__Records to use__:

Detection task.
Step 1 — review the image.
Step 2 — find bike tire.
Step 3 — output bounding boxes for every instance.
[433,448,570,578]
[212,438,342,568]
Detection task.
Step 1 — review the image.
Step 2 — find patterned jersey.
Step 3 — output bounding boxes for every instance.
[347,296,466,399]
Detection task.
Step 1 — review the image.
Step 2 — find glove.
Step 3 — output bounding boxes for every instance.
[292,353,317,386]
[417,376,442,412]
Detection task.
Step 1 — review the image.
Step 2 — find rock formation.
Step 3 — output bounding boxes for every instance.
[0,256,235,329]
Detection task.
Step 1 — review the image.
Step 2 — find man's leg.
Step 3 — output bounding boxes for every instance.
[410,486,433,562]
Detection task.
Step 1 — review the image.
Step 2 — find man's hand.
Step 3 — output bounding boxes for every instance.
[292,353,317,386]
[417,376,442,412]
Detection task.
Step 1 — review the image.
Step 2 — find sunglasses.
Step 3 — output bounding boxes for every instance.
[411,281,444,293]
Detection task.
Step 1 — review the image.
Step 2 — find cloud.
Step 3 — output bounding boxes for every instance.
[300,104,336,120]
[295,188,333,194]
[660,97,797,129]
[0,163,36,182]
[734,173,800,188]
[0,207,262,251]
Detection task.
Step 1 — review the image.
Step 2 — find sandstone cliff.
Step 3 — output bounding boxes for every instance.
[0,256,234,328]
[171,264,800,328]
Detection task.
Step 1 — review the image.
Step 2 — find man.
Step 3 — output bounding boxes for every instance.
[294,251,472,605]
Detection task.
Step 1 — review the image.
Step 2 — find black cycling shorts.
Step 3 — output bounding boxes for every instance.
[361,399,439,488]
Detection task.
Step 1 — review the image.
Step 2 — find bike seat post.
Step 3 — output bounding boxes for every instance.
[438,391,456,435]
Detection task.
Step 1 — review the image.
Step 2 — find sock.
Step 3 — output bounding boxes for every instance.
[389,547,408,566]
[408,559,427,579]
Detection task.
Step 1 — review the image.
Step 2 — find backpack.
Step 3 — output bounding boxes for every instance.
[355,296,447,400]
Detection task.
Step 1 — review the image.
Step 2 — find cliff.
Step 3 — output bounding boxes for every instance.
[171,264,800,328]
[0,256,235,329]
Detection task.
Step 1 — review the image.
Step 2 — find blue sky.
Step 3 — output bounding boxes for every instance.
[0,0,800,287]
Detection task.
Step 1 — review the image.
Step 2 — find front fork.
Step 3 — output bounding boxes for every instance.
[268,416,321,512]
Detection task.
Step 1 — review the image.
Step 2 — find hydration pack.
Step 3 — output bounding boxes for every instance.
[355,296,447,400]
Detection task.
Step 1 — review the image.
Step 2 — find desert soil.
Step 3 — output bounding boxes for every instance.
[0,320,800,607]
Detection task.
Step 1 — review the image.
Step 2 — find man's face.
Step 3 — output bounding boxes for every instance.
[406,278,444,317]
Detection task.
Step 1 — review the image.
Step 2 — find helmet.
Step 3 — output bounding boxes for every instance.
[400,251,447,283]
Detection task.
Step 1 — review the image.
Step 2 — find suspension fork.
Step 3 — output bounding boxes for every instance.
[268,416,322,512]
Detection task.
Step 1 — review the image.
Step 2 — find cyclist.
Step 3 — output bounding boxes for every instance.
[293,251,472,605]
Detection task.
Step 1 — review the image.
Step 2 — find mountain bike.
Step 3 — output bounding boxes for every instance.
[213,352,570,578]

__What is being asked__:
Reproduce all of the records above verbatim, keeping every line in its original order.

__Expected answer__:
Detection task.
Step 1 — review the image.
Step 2 — find bike tire.
Step 3 — output bounding boxes for every instance.
[433,448,570,578]
[212,438,342,568]
Detection task.
Step 1 — review the image.
Step 2 — find patterned jersey.
Step 3 — output bounding boxes for every instance.
[347,296,466,399]
Detection task.
Step 1 — review the image.
Step 2 — find glove.
Step 3 — output bounding boxes for every instance.
[292,353,317,386]
[417,376,442,412]
Detection task.
Step 1 — review the image.
Step 2 — find rock formation.
Step 3 — output bounding boxes for every instance.
[0,256,235,329]
Detection task.
Step 1 — review the image.
Step 2 — find man's leg.
Step 3 — output bounding boxes for every instance.
[410,486,433,562]
Detection task.
Step 1 — review the image.
Step 2 — find man's hand.
Step 3 — output bounding boxes for every instance.
[292,353,317,386]
[417,376,442,412]
Detection task.
Step 1 — review the image.
Step 2 — find sunglasses.
Step 3 — output bounding boxes for every instance.
[411,281,444,293]
Detection task.
Step 1 — review the image.
Step 2 — find cloud.
Step 3 — output bounding boxes for every instance.
[300,104,336,120]
[295,188,333,194]
[660,97,797,129]
[0,163,36,182]
[734,173,800,188]
[0,207,262,251]
Detection task.
Step 1 — review the image.
Step 2 — find sandstone cliff.
Step 3 — output bounding boxes for every instance.
[0,256,234,328]
[171,264,800,328]
Detection task.
Step 1 — review the image.
Step 2 — find man.
Step 3 — output bounding boxes for every instance.
[294,251,472,605]
Detection task.
Step 1 — review the image.
Step 2 — find black cycling shorts.
Step 3 — output bounding boxes for every instance.
[361,399,439,488]
Detection task.
Step 1 — review the image.
Step 2 — find bike seat post.
Step 3 — output bounding boxes for every instance.
[438,391,456,435]
Detection task.
Step 1 — review the image.
Step 2 — find sock.
Step 3 — output bounding boxes for every instance.
[389,547,408,566]
[408,559,427,579]
Detection task.
Step 1 — review the image.
Step 2 — find backpack.
Step 3 — output bounding boxes for every instance.
[355,296,447,400]
Detection task.
Step 1 — review the image.
Step 2 — find cliff.
Step 3 — output bounding boxes for every instance.
[171,264,800,328]
[0,256,235,329]
Detection task.
Step 1 — review the image.
Step 2 — find blue sky.
Step 3 — output bounding boxes for every instance.
[0,0,800,287]
Detection task.
Step 1 — review the image.
Step 2 — find front fork.
Step 3 — output bounding boxes for every instance.
[268,416,321,512]
Detection task.
Step 1 — review the image.
Step 2 — find hydration pack.
Step 3 — output bounding boxes for every instance.
[355,296,447,400]
Detection task.
Step 1 — review the image.
Step 2 — find desert soil.
Step 3 — output bounding boxes for every instance.
[0,320,800,607]
Detection task.
Step 1 — review the image.
Step 2 — find man's face.
Step 3 — output bounding boxes for every instance.
[406,278,444,317]
Detection task.
Step 1 — review the image.
Step 2 — find helmet.
Step 3 — output bounding boxes for every instance.
[400,251,447,283]
Detection task.
Step 1 — review the image.
Step 2 — find suspension fork.
Step 3 — output bounding boxes for every instance.
[268,416,322,512]
Detection task.
Step 1 — review the image.
Step 2 — find cyclist.
Step 3 — output bounding boxes for every instance.
[293,251,472,605]
Detection task.
Step 1 — review the image.
Step 2 — find mountain bike.
Step 3 — output bounding boxes for every instance.
[213,352,570,578]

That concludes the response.